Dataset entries
╔══
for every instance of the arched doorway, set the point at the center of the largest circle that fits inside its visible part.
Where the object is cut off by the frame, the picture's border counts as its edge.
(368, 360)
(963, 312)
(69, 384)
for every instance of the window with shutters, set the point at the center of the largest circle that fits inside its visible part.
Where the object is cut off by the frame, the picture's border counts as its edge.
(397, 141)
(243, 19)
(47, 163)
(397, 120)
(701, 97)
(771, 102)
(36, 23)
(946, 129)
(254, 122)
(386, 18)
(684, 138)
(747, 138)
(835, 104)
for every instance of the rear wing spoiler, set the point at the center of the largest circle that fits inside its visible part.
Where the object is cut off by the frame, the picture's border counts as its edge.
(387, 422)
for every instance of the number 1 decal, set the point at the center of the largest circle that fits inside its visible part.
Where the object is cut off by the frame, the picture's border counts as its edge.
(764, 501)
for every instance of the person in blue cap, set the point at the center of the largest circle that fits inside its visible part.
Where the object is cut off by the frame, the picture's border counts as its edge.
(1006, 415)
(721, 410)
╚══
- [TASK STATEMENT]:
What you return should be the lines from the start of the data through the line with "for every instance of the window", quoted exactly and nothing more.

- [OUTPUT OF THE EXERCISE]:
for every instance of the arched doorway, set the point at the center of the largest circle that fits inside its visible part.
Where the object is cut off by the frame, the picture's border counts as its edge.
(368, 360)
(963, 312)
(69, 384)
for every instance of the window with shutters, set the point at the center of the largest circle that fits inside its visible part.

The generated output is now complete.